Required work:
a) Echo the passage of the riverside walk text from "Below Verket the" up to and including "to reach Ankerveien.", word for word.
b) Give what follows the last sentence of the riverside walk text, carrying it on from there.

Extract to read:
_ _ _ _

From here, the path goes down a slope and through a patch of low-lying ground to the foot bridge at Mehlumøra. At this point a wide track leads up what was once a slalom slope to Snaret, a residential cul-de-sac leading off Ruglandsveien. There are several other paths from the local streets to Ruud'sTrack so Bærum folk have ready access to the river.

The west bank track from here to Grini has existed since long before Ruud's track was broken in the 1970's. It continues through a stretch of pine and spruce into the open fields of a tenant farm which belonged to Grini. Grini Mill comes into view and the track comes down to an asphalt road. Past the Mill (which houses an architects' office, a furniture maker and an artist's studio with occasional exhibitions) and beyond the rail bridge lies Verket, the workers' dwelling for the Brickworks, the site of which is now occupied by a tennis court. Note the slate roof, the wide eaves, and the long vertical panels which indicate how high the ceilings are. Much higher than today's Norwegian residential standard of 2 m 40 (8 feet)!


Below Verket the road leads to an asphalt bicycle track that passes under the new Griniveien Bridge and up to Fossumveien. For the next half kilometer our path follows this road, with just one stop. A low grassy mound provides access to the site of the Voksen Mill Dam and a view across the river to the Mill ruins and the miller's cottage

A further hundred metres up the road, a side road leads down to playing fields on flat land beside the river. This was a back water of the river filled with scrap from a saw mill which operated for nearly one hundred years. Skirting the filling along the river bank we come to the site of Fossum Mill. Before the saw mill this was the site of an iron works with a water-driven battery. Walk to the left of the old mill warehouse and to the right of the newer offices to reach Ankerveien.

This is the heart of an industrial complex from the late 1700's that evolved from an iron mill into a major saw mill in the 1860's and was the forerunner of the major timber mill (one of Norway's largest) which occupies the south west side of Bogstad Water. There was a blast furnace directly across the river and Bogstad saw mill further upstream along opposite bank. The road and the bridge over the falls were major constructions of the 1790's built to link a series of iron works using ore mined near Sognsvann to the east and coke produced from timber from the vast forests to the north.

Ankerveien which crosses the river here continues to the east through the older part of Fossum village with its red brick school and timber houses. Between here and the filling," new" Fossum has taken over the land previously occupied by stacks of seasoning timber. Cross the Hammer Bridge which runs directly above the 7 metre high, Fossum falls that powered the saw mill. For one hundred and fifty years the bridge allowed the cartage first of iron then of timber by the local tenant farmers. In the last fifty years, the amount of foot traffic has increased as its historic value and engineering limitations have become apparent and the numbers of people living in the area have multiplied. Before climbing the hill on the east bank, look down into the old quarry on the right. Tucked under the embankment beside the road, the arched top of the blast furnace from 1786 can be seen above the rubble. It operated until 1858. Continue up the road as it swings right on to a straight, almost level section with houses on the right and the golf course on the left. At the corner of the golf course we complete our circuit along the banks of Lysakerelva and can follow Ankerveien back to Sørkedalsveien and Bogstad Camping.

_ _ _ _

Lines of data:

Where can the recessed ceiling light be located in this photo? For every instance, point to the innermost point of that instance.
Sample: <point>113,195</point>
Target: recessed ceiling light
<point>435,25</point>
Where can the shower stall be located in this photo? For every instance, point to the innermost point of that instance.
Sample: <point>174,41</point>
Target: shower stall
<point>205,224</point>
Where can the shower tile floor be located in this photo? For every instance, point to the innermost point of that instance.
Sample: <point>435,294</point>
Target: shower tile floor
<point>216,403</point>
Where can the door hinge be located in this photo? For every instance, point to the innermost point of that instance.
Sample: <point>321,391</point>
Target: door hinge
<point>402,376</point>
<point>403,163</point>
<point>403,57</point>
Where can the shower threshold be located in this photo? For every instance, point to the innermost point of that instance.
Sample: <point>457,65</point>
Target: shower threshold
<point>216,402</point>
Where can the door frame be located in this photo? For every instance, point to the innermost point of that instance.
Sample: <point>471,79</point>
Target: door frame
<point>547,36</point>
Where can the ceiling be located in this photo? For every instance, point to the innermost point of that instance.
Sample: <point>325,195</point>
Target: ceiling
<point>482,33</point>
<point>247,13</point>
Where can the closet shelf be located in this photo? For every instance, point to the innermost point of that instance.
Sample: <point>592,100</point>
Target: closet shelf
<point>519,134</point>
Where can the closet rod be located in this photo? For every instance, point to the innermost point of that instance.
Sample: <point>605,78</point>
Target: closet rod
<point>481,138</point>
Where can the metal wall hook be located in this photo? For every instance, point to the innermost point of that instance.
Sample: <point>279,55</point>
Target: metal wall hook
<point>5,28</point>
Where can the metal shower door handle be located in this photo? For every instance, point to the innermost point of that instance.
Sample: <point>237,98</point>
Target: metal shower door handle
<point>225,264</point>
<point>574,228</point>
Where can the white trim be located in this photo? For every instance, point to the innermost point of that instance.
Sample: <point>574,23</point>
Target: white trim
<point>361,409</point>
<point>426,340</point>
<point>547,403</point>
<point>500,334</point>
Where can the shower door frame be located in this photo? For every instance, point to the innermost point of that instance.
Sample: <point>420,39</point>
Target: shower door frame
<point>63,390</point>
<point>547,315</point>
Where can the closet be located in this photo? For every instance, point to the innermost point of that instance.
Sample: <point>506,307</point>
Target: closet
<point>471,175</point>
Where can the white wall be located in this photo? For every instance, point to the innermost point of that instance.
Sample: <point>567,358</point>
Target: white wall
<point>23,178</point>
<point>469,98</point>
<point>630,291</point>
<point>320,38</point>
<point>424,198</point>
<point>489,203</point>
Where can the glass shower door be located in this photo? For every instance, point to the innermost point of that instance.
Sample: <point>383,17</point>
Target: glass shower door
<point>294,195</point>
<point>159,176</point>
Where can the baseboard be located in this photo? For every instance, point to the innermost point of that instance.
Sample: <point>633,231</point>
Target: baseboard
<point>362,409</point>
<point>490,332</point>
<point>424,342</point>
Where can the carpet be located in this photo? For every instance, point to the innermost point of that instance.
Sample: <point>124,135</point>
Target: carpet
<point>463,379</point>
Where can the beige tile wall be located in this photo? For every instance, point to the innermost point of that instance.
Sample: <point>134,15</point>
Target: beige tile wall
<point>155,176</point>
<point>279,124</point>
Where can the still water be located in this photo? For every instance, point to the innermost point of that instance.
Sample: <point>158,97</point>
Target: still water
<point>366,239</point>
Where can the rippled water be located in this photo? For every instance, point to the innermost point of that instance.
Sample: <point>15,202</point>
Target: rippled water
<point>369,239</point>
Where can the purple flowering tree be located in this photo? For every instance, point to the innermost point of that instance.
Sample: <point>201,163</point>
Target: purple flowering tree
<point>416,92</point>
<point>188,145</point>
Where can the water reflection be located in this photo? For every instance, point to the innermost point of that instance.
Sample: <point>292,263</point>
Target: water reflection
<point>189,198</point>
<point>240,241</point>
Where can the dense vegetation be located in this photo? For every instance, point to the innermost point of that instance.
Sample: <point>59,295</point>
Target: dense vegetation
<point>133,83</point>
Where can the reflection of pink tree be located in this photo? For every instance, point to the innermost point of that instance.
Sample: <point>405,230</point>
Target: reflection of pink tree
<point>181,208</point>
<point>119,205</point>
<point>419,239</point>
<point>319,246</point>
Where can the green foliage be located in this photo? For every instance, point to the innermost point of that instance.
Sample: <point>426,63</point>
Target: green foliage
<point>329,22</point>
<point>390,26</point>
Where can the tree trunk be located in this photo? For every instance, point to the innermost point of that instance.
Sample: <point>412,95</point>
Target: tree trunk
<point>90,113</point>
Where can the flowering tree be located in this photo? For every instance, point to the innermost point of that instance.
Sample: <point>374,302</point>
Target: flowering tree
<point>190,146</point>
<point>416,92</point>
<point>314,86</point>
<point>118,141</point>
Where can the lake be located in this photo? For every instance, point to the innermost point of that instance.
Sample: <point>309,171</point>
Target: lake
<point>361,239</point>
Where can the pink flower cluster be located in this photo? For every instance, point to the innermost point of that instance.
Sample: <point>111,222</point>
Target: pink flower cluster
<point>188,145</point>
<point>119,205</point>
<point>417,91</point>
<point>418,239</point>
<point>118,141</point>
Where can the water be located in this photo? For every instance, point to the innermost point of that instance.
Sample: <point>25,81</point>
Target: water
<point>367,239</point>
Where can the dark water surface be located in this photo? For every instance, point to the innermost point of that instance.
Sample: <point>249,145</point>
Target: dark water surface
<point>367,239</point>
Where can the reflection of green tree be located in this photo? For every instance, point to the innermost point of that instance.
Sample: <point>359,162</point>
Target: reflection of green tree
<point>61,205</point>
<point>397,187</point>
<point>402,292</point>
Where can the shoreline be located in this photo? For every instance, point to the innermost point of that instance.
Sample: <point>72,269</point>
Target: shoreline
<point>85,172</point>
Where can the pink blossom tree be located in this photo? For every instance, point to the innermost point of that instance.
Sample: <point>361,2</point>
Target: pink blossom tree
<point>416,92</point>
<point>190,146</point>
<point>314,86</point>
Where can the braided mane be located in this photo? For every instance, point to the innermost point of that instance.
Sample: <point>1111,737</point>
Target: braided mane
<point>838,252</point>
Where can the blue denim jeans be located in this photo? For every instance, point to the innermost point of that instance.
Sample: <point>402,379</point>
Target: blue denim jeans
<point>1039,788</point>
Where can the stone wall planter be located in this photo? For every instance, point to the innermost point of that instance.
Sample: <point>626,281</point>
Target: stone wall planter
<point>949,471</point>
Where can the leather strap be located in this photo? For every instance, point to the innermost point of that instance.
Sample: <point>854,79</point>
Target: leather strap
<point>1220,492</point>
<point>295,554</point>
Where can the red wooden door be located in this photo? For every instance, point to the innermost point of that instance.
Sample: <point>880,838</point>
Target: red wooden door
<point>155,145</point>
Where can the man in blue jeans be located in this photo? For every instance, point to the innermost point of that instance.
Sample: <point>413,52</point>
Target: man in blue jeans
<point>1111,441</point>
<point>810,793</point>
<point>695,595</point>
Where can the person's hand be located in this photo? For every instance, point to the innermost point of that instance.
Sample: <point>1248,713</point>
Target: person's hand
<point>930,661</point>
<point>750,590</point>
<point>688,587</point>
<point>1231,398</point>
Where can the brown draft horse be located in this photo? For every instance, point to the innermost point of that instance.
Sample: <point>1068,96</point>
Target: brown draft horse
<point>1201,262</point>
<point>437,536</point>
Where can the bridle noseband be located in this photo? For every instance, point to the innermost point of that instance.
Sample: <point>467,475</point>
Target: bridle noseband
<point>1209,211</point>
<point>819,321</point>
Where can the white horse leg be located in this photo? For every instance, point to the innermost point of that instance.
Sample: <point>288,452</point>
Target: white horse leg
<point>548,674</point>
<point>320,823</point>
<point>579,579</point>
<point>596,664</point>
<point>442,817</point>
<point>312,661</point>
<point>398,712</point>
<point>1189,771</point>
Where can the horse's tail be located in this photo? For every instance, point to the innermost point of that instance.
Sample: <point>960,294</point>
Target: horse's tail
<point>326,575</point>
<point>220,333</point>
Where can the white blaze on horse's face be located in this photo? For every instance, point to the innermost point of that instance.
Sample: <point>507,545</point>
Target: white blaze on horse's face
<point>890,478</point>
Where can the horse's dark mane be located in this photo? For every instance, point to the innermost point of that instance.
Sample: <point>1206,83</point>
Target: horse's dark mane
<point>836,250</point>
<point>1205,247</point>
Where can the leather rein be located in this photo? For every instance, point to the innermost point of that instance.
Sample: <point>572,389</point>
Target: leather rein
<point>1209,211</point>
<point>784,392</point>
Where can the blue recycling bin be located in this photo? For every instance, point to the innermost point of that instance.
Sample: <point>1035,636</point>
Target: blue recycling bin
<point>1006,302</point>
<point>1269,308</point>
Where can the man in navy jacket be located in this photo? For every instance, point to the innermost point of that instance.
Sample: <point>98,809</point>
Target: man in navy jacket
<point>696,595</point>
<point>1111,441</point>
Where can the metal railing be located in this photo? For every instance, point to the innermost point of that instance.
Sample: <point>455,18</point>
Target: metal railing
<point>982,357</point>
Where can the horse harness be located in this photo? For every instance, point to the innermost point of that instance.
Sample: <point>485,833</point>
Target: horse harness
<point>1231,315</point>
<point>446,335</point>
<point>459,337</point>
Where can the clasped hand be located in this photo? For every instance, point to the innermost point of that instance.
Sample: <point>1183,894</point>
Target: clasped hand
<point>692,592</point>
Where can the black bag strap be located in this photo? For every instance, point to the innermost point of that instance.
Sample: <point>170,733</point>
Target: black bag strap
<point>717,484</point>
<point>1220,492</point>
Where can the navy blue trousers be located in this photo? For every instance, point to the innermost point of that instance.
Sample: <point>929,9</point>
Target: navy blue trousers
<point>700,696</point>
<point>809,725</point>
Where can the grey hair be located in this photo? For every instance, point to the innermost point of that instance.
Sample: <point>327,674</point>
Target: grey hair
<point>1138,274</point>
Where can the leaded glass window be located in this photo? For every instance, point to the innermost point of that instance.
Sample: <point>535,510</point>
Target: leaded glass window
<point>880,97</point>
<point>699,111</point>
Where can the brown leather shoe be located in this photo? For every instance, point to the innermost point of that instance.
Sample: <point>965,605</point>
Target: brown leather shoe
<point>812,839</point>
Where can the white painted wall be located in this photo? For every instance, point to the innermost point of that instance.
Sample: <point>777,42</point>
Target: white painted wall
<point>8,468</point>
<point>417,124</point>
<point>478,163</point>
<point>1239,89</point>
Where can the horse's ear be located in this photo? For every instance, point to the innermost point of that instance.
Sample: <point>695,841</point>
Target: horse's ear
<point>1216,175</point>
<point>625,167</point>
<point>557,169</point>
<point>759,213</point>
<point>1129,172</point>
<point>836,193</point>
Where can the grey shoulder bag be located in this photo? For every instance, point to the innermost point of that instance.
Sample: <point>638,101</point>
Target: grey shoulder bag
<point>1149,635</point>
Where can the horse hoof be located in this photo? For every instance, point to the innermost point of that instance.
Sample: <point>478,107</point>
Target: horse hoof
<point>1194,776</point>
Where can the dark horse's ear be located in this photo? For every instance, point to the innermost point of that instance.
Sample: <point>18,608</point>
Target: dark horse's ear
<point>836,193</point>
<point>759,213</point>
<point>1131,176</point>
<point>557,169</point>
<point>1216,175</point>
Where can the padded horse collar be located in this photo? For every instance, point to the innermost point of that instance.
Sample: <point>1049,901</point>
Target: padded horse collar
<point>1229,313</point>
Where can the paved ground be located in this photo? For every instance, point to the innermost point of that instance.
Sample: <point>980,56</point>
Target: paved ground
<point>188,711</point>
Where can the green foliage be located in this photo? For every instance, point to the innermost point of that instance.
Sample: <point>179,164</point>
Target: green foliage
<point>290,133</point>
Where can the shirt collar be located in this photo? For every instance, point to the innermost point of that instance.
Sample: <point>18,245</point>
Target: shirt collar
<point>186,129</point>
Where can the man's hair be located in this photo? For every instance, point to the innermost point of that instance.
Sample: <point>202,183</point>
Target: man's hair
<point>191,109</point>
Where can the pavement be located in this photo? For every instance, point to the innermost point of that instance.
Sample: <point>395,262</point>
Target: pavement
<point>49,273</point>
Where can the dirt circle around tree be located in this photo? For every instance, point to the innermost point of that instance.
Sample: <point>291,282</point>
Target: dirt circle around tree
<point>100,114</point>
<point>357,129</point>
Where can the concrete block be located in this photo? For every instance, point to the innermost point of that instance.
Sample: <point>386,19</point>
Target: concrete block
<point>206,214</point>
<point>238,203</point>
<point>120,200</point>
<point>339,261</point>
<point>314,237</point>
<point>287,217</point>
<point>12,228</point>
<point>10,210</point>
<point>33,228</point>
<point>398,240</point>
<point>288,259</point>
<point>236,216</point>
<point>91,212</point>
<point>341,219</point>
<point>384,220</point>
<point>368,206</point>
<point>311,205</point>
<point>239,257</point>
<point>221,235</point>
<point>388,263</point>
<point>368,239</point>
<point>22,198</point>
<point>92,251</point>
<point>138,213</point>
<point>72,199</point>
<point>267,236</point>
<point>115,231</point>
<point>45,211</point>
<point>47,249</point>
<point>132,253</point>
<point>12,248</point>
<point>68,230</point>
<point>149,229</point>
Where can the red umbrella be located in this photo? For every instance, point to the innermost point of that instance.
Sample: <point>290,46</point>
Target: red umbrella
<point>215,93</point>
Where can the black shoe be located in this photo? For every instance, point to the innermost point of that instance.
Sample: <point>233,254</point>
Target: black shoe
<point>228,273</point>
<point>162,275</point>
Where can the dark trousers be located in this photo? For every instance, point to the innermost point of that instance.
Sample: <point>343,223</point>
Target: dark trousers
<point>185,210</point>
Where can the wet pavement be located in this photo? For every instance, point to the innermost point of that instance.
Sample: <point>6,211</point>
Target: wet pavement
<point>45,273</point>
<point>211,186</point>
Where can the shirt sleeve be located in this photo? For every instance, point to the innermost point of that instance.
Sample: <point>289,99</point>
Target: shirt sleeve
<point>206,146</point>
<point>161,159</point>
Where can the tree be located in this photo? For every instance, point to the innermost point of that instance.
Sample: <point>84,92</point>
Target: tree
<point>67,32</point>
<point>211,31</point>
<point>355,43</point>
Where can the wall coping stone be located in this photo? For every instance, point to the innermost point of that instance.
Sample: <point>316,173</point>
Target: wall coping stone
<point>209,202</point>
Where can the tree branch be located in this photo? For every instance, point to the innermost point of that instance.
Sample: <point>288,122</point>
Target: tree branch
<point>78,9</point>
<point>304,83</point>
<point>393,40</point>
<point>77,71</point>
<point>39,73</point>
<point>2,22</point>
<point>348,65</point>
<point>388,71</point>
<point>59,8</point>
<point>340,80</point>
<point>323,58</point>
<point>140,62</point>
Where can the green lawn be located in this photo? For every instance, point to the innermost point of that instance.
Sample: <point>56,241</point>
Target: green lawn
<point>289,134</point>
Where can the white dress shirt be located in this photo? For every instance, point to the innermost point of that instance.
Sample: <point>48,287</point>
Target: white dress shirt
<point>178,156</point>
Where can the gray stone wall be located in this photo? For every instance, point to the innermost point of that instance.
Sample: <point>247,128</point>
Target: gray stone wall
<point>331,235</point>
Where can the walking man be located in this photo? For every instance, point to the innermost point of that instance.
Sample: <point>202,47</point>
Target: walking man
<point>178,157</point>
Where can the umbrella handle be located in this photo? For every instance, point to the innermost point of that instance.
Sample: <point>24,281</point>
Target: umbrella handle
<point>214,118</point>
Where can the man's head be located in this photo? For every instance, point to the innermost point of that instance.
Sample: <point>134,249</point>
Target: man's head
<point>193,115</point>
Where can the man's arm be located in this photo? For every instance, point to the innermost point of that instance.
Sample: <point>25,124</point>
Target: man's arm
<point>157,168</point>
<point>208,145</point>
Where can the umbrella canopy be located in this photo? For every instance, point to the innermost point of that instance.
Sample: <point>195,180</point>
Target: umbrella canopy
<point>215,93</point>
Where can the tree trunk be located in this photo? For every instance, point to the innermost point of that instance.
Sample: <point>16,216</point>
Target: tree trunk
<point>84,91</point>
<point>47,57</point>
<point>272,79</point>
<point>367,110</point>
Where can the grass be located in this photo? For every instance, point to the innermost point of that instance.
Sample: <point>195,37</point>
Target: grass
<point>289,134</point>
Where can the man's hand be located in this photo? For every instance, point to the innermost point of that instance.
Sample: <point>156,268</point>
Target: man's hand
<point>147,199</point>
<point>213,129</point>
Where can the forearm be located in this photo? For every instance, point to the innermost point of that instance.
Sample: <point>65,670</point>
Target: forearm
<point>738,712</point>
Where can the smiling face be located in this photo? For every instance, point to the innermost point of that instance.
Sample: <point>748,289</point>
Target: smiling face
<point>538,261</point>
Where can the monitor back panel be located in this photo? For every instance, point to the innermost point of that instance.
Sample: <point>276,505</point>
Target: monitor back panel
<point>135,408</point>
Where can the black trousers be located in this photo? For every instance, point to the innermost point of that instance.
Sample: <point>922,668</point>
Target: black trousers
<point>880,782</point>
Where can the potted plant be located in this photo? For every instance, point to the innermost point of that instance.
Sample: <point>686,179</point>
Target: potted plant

_ _ _ _

Answers:
a)
Below Verket the road leads to an asphalt bicycle track that passes under the new Griniveien Bridge and up to Fossumveien. For the next half kilometer our path follows this road, with just one stop. A low grassy mound provides access to the site of the Voksen Mill Dam and a view across the river to the Mill ruins and the miller's cottage

A further hundred metres up the road, a side road leads down to playing fields on flat land beside the river. This was a back water of the river filled with scrap from a saw mill which operated for nearly one hundred years. Skirting the filling along the river bank we come to the site of Fossum Mill. Before the saw mill this was the site of an iron works with a water-driven battery. Walk to the left of the old mill warehouse and to the right of the newer offices to reach Ankerveien.

b)
A side trail takes in the start of Lysakerelva and the dam which regulates Bogstad Water. From the west side of Hammer Bridge take the old road which follows the river upstream under a high bank held by stone walls above which stand the houses built for the mill managers. On reaching a newer road and footpath at a T-intersection, pause and look at a landscape that evokes the past in two quite separate ways.

The oldest houses ahead were built for workers from the iron works. On the open land in front of us can be found the remains of numerous "miler", the kilns built up by covering stacks of wood (usually birch) with clay to make charcoal to supply the blast furnace. These operated until coal made Norwegian, charcoal-fired, iron production uneconomic in the early 1800's.

This is also a good spot to feel the power of the ice ages which released this area from its grip just 9000 years ago. The high bank beside the road behind us and the low rise extending to the west in front of us have their counterparts on the golf course on the opposite bank. They are part of the three large moraines (see the map) which extend thirty kilometres to the east and to the west at this height above sea level. Remember that this area was submerged to a depth of 70 metres during the coldest period. Vast quantities of clay and gravel were carried from the north by the ice and settled to the sea floor. As the weight of the ice decreased and the land rose, the edge of the ice cap advanced and retreated several times fashioning the clay deposits into ridges. This clay provides excellent arable land which was cultivated right down to Oslo Fjord before the suburbs invaded. As a source of grain, the area was vital in supporting of the city of Oslo.


Turn right and follow the road parallel to the river until it bends to the left. A small shed has been built here recently by the water authority because "Osdammen" behind regulates the river flow. The dam wall with its sluice and gates could once be crossed to the site of Bogstad Saw Mill with its loading dock upstream and the mill itself just below the Dam. The Mill was established in 1868 to exploit the fall rights previously held by the Bogstad Estate. The wooden piles out in the lake were to guide the logs during floating. Today, the landowner has fenced off the dam. A sore loss to river enthusiasts.

The "Aker" moraines that dam up Bogstad Water

We stand on the dam wall in mid-stream to contemplate the waters which flow down the river. No stream of significance supplies the river below this point; to the east, its catchment extends barely a kilometer to the top of Ullernåsen, and to the west, it is just a few hundred metres to the watershed with the catchment that drains into Sandvikselva 10 km away. The overwhelming part of the flow comes from Sørkedalselva, with its ultimate sources 20 kilometres to the north in the Heggeli and Langli valleys, and from Åborbekken which both flow into Bogstad Water.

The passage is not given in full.